START Provided information

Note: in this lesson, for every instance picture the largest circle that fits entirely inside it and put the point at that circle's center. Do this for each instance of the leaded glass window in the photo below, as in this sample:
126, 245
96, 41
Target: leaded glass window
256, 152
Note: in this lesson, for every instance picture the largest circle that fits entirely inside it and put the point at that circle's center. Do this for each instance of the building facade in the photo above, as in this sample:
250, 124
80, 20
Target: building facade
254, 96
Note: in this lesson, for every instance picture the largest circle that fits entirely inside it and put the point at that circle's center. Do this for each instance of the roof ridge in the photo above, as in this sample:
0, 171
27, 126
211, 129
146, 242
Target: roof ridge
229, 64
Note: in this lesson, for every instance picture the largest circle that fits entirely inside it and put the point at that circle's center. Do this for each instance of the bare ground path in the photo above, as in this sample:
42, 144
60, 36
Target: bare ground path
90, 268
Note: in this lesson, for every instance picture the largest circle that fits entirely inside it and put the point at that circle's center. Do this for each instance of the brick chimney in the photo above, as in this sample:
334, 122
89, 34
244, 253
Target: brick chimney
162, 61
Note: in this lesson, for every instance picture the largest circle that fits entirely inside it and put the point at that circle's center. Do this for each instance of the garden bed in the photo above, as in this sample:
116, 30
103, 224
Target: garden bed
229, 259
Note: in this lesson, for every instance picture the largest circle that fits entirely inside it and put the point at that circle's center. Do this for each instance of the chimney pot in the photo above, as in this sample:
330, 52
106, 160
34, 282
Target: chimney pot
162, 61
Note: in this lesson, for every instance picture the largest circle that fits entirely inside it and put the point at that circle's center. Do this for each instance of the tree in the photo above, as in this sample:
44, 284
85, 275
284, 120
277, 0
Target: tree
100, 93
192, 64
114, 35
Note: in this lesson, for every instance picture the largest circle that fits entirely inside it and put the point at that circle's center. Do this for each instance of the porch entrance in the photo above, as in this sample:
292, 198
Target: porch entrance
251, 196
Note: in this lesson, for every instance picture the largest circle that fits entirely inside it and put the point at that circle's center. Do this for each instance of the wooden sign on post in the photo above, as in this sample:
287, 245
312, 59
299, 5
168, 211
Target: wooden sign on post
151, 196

END Provided information

[The problem] Write out the material above verbatim, reproducing every line in full and without any alteration.

[Exercise result]
Note: in this lesson, for every instance picture the largest circle that fits entirely inside it and put the point at that circle's center. Do this for each instance of the leaded glass window in the photo below, as in this sample:
126, 245
96, 41
Target: leaded glass window
256, 152
Note: in this lesson, for every instance picture the largest circle that fits entirely inside it and put the point at that circle's center. Do this for each instance of the building facade in the photo above, as in this sample:
250, 124
80, 20
Target: building facade
254, 96
Note: in this lesson, for every instance picture the largest circle that fits entirely inside it and put the point at that circle's center. Do this for each instance of the roof ridge in the photo above, as in this sample:
0, 171
27, 126
211, 129
146, 242
Target: roof ridge
229, 64
Note: in this lesson, for every instance picture the largest circle that fits entirely inside it and put the point at that circle's center. Do this for each instance of the bare ground path in the photo above, as in this sample:
42, 144
60, 36
Target: bare ground path
90, 268
Note: in this lesson, for every instance picture the largest circle that fits entirely inside it and put the point at that circle's center. Do this for each instance of the brick chimney in the photo above, as in this sample:
334, 122
89, 34
244, 253
Target: brick chimney
162, 61
Note: in this lesson, for every instance picture the largest circle that fits entirely inside it and put the point at that circle's center. Do this for each instance of the garden bed in the photo above, as in this sample:
116, 30
103, 224
Target: garden bed
229, 259
Note: in this lesson, for every instance picture the largest circle that fits entirely inside it and put the point at that circle's center. Do this for each instance of the chimney pot in the photo above, as in this sample:
330, 52
106, 160
34, 282
Target: chimney pot
162, 61
Note: in this lesson, for every instance picture the largest circle that fits entirely inside it and put the point at that circle's center. Do this for each instance of the tree in the photo above, as in this sample:
44, 284
85, 275
284, 120
277, 0
Target: tree
100, 93
192, 64
114, 35
Note: in this lesson, for every instance picture the largest circle that fits entirely inside it and put the point at that circle's center. Do this for each instance of the porch entrance in the photo above, as in this sample:
292, 198
Target: porch entrance
251, 196
Note: in this lesson, for every instance picture the largest circle that fits entirely inside it and put the point at that circle's center. Do this for each instance of the wooden sign on post in the photo above, as in this sample:
287, 245
312, 59
299, 5
168, 211
Target: wooden sign on post
151, 196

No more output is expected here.